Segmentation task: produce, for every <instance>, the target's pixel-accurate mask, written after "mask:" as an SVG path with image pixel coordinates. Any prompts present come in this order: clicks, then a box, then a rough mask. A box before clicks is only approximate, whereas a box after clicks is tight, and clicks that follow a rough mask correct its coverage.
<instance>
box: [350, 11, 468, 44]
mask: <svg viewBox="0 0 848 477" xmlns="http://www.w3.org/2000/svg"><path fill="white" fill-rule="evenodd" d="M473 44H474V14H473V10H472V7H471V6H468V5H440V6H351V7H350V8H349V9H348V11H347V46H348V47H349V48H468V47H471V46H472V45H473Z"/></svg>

——————

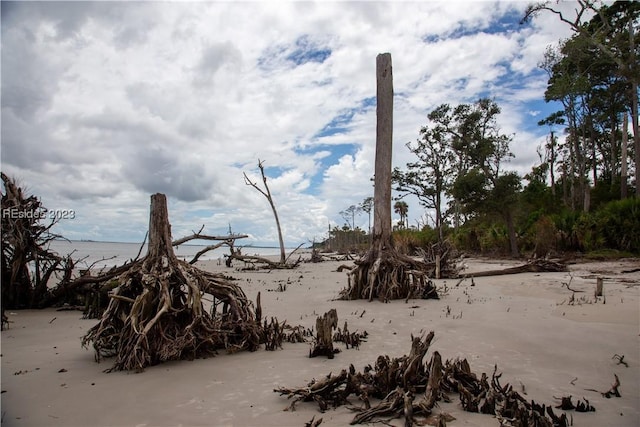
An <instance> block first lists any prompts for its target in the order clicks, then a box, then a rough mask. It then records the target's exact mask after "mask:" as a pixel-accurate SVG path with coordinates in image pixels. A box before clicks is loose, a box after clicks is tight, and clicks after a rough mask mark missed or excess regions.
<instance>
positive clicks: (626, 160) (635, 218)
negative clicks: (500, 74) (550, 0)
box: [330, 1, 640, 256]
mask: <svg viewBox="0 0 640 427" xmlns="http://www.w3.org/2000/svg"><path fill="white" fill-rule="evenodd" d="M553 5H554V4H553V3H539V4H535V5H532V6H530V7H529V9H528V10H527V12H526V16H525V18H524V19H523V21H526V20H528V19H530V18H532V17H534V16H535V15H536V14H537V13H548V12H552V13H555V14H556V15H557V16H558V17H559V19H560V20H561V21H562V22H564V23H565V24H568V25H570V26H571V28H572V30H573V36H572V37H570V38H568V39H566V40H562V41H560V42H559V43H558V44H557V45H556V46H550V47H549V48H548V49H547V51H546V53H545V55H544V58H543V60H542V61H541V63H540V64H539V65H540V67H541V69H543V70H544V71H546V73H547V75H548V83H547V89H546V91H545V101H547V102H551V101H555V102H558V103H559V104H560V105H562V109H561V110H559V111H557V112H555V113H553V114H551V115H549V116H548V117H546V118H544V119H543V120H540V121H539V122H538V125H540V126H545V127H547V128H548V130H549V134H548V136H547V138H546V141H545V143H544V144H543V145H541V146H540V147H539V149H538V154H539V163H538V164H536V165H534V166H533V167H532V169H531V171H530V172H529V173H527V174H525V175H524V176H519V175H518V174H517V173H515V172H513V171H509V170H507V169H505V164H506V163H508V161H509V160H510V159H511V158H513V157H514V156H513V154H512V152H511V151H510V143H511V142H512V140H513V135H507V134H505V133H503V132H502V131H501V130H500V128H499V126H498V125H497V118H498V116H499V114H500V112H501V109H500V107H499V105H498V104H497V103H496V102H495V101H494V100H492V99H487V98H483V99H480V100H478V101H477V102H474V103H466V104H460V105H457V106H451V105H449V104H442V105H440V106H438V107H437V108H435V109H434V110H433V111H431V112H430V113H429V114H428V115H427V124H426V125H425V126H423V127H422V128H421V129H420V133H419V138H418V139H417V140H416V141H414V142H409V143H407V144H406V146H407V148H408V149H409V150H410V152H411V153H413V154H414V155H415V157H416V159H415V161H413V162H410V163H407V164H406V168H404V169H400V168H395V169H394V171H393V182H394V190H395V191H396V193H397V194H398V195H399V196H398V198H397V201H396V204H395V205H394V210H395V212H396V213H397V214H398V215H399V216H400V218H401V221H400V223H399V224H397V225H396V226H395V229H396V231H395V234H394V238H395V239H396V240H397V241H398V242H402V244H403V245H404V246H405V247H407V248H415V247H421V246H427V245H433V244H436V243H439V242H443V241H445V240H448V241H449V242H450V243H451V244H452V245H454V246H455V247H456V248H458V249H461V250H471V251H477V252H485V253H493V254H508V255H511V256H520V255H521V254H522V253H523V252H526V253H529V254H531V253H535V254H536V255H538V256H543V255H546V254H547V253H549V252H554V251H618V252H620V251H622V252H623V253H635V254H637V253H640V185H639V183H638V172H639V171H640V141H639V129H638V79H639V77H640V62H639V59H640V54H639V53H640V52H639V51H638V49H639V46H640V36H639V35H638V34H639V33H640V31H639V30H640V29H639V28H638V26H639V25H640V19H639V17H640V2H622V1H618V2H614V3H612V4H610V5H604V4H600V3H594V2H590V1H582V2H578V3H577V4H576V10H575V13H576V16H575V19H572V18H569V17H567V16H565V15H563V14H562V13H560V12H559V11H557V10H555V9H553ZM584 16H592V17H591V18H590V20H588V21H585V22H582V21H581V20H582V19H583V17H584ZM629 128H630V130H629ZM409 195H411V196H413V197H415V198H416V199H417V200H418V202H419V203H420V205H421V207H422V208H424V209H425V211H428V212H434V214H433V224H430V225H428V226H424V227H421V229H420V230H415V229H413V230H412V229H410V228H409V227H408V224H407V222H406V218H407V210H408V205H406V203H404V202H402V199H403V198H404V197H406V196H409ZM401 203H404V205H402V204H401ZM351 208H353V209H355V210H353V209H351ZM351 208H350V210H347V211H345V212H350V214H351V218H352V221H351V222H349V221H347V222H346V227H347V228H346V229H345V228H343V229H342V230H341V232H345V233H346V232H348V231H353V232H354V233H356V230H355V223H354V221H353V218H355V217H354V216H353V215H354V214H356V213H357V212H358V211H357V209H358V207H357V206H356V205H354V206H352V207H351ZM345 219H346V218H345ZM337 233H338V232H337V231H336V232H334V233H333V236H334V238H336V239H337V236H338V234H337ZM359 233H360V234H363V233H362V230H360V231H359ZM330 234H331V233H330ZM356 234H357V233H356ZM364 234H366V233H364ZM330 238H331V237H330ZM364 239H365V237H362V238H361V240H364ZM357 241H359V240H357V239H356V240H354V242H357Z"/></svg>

——————

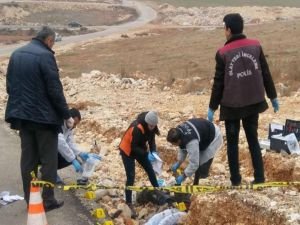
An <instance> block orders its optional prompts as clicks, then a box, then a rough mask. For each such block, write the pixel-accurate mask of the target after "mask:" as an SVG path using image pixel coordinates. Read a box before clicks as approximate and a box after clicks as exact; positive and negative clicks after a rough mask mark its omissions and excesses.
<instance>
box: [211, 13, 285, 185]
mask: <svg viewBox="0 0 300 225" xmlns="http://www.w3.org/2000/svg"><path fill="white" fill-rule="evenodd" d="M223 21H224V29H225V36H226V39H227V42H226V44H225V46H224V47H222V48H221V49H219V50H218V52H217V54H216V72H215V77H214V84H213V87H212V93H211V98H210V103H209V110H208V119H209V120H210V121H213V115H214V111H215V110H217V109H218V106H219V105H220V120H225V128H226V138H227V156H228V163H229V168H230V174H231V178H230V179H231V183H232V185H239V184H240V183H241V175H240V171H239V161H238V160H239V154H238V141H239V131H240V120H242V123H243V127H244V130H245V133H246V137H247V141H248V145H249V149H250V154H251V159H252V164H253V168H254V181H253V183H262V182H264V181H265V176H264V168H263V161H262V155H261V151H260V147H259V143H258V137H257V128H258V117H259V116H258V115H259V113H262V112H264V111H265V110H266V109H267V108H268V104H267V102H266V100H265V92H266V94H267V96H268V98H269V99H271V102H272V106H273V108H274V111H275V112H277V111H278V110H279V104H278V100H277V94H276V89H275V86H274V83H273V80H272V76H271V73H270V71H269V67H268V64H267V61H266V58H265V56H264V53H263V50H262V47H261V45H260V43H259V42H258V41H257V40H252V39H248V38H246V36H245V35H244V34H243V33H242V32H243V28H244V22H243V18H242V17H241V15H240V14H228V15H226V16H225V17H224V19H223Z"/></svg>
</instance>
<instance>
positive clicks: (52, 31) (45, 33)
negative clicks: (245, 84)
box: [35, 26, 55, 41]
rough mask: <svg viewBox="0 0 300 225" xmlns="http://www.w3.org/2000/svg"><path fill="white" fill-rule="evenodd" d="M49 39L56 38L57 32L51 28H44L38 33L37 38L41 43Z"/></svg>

——————

Reproduce exactly the stretch of the material above that starts at the line with "positive clicks: (52, 31) (45, 33)" and ends at the line with "rough mask: <svg", both included, and nothing else.

Result for this exercise =
positive clicks: (52, 31) (45, 33)
negative clicks: (245, 84)
box: [35, 26, 55, 41]
rough mask: <svg viewBox="0 0 300 225" xmlns="http://www.w3.org/2000/svg"><path fill="white" fill-rule="evenodd" d="M49 39L56 38L57 32L51 28H44L38 33L37 38L41 43Z"/></svg>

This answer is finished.